Actions to take.
- A) In the purchase analysis notebook, how is the player count worked out?
- B) Reproduce the passage of the purchase analysis notebook starting at "#Player Count- Using" and ending at "Purchasing Analysis (Total)".

Document text.
════════════════
In [1]:
import os
import pandas as pd
import numpy as np

In [114]:
#store file path in a variable  
json_path = os.path.join ("Resources","purchase_data.json") 

In [115]:
#Import the purchase data json file as a DataFrame

purchase_data = pd.read_json(json_path)
purchase_data.head()

Unnamed: 0,Age,Gender,Item ID,Item Name,Price,SN
0,38,Male,165,Bone Crushing Silver Skewer,3.37,Aelalis34
1,21,Male,119,"Stormbringer, Dark Blade of Ending Misery",2.32,Eolo46
2,34,Male,174,Primitive Blade,2.46,Assastnya25
3,21,Male,92,Final Critic,1.36,Pheusrical25
4,23,Male,63,Stormfury Mace,1.27,Aela59


# Player Count

In [49]:

#Player Count- Using the length of the unique screen names
player_count = len(purchase_data['SN'].unique())

#Convert the player count series into a dataframe
player_count_df = pd.DataFrame([{'Total Players': player_count}])

#resetting the index to total players
Total_players = player_count_df.set_index('Total Players')
Total_players

573


# Purchasing Analysis (Total)

In [120]:
# Number of Unique Items
unique_items = len(purchase_data["Item ID"].unique())
unique_items 

# Average Purchase Price
ave_price = round (purchase_data["Price"].mean(), 2)
ave_price

# Total Number of Purchases
tot_pur = purchase_data["Price"].count()
tot_pur

# Total Revenue
tot_rev = round (purchase_data["Price"].sum(),2)
tot_rev

total_analysis_df = pd.DataFrame ({ 'Number of Unique Items': [unique_items],
                                    'Average Purchase Price': [ave_price],
                                    'Total Number of Purchases': [tot_pur],
                                    'Total Revenue': [tot_rev]
                                   })

 
 
total_analysis_df.style.format({'Average Purchase Price': '${:.2f}', 'Total Revenue': '${:,.2f}'})



Unnamed: 0,Average Purchase Price,Number of Unique Items,Total Number of Purchases,Total Revenue
0,$2.93,183,780,"$2,286.33"


# Gender Demographic

In [104]:

#Get the total number of unique players
totalcount = purchase_data["SN"].nunique()
════════════════
Given data.

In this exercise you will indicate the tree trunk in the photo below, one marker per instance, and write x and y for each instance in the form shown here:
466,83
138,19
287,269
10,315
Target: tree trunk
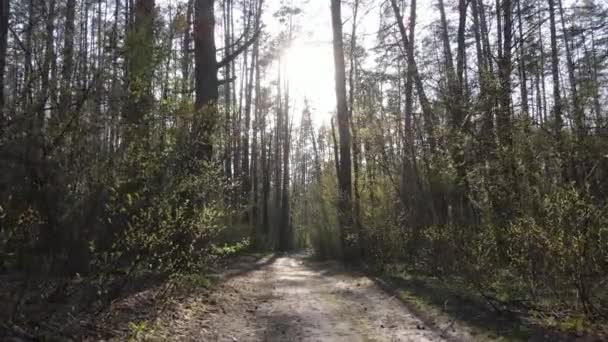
206,81
345,215
4,15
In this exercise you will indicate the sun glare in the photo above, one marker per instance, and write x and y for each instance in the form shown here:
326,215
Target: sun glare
309,68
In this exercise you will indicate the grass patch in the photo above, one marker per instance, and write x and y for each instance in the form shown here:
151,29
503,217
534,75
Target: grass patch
450,301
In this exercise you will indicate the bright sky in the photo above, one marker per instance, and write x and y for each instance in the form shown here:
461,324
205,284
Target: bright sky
309,62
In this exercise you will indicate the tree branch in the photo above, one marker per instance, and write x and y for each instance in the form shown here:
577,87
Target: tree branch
238,51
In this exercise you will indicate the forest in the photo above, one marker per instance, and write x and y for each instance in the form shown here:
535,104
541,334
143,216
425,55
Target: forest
156,141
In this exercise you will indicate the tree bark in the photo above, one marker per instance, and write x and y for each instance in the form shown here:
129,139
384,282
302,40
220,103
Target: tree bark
4,15
206,81
345,215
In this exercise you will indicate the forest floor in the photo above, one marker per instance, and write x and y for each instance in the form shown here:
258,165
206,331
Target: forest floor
290,298
268,298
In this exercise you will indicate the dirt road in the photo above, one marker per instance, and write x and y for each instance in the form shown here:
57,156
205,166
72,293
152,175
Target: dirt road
290,299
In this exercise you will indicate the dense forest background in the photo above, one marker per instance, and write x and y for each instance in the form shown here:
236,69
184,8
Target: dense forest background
161,136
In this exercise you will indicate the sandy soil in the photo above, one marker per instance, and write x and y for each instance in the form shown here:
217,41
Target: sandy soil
290,299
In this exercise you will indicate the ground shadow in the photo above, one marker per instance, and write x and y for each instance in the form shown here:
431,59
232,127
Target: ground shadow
474,313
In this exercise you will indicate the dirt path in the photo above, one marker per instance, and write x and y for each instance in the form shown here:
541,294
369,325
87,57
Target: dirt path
290,299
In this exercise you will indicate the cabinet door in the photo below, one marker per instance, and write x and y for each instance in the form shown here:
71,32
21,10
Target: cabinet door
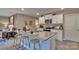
70,27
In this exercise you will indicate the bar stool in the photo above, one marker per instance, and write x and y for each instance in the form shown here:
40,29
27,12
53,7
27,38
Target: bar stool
23,42
34,42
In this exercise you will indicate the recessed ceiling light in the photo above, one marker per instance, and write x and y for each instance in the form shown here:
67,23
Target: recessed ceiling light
22,9
62,8
37,13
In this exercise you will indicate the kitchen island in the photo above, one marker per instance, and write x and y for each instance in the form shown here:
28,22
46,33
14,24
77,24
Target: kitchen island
46,38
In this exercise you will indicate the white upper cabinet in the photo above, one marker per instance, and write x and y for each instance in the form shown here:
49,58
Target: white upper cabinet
48,16
41,20
57,18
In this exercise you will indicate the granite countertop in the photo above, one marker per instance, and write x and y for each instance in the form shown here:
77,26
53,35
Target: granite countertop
44,35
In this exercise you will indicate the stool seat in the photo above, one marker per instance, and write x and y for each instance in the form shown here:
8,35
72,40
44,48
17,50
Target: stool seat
34,41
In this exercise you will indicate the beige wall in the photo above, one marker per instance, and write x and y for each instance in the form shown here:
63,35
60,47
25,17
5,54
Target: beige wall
20,21
4,20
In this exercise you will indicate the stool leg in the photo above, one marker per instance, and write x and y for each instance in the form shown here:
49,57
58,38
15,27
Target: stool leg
39,46
34,46
29,43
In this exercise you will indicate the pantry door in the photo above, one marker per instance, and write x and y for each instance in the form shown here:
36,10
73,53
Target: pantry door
71,27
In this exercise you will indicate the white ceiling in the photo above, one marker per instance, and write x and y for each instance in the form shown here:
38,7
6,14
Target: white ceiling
27,11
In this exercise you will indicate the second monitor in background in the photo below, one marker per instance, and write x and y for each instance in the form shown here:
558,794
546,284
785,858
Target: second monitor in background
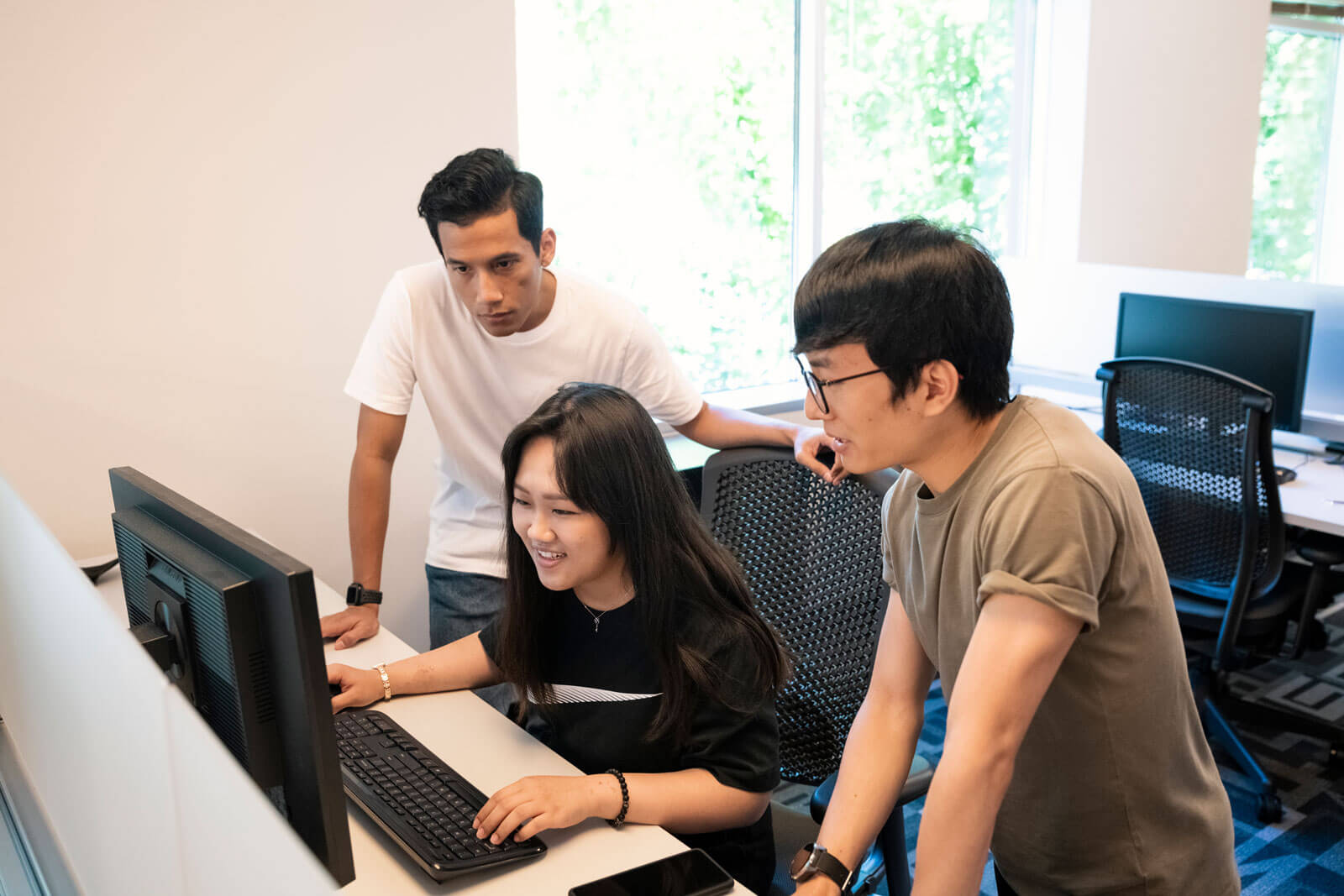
1261,344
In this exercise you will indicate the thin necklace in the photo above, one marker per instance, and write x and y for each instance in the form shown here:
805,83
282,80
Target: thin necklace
597,617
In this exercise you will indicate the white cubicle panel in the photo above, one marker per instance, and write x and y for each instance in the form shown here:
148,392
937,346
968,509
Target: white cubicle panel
87,715
233,840
136,790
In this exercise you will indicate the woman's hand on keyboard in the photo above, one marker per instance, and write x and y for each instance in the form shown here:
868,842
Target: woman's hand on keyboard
358,687
543,802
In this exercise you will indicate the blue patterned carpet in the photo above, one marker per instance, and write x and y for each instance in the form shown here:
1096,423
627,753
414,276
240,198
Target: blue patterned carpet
1304,853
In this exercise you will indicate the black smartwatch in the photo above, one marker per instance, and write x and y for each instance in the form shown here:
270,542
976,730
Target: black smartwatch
813,860
358,595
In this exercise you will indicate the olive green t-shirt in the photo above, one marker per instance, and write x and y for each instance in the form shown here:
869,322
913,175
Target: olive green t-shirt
1115,790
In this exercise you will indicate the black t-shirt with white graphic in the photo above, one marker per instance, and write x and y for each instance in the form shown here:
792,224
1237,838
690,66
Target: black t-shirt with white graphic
606,692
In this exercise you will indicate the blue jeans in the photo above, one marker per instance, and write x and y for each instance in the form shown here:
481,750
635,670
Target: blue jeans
461,604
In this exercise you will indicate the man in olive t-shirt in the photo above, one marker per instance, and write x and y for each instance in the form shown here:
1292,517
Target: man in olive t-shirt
1025,573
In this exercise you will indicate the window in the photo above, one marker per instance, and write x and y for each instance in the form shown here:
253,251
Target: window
1294,196
699,155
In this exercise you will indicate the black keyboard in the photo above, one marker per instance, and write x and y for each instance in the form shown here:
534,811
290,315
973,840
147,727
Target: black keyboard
417,799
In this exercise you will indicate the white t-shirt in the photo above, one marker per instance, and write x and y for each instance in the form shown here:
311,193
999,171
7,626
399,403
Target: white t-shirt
477,387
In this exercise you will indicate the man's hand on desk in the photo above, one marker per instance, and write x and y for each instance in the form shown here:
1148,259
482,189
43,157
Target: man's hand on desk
544,802
358,687
351,625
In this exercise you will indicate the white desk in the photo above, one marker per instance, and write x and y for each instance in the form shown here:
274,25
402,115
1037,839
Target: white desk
491,752
1315,500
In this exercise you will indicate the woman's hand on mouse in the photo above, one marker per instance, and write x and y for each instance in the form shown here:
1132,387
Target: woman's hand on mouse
358,687
544,802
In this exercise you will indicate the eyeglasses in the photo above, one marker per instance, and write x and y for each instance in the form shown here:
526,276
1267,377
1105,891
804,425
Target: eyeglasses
816,385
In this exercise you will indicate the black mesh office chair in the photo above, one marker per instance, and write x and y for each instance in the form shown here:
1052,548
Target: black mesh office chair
1198,443
812,553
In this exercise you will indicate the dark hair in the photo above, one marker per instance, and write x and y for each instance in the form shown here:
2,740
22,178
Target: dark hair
479,183
612,461
913,293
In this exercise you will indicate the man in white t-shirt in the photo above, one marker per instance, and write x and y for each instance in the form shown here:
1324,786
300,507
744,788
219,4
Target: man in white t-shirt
487,335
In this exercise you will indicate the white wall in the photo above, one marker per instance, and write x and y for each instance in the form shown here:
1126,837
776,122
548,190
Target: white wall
203,202
1173,120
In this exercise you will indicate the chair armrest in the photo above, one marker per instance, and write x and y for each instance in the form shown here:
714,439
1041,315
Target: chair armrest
916,786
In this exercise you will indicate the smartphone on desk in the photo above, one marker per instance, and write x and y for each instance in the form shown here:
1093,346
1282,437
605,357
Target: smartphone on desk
690,873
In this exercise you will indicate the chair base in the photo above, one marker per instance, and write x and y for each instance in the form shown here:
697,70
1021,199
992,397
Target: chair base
1270,809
════════════════
In response.
- A) The player count is the length of the list of unique screen names in the SN column. That number, 573, is then put into a DataFrame under the heading 'Total Players'.

- B)
#Player Count- Using the length of the unique screen names
player_count = len(purchase_data['SN'].unique())

#Convert the player count series into a dataframe
player_count_df = pd.DataFrame([{'Total Players': player_count}])

#resetting the index to total players
Total_players = player_count_df.set_index('Total Players')
Total_players

573


# Purchasing Analysis (Total)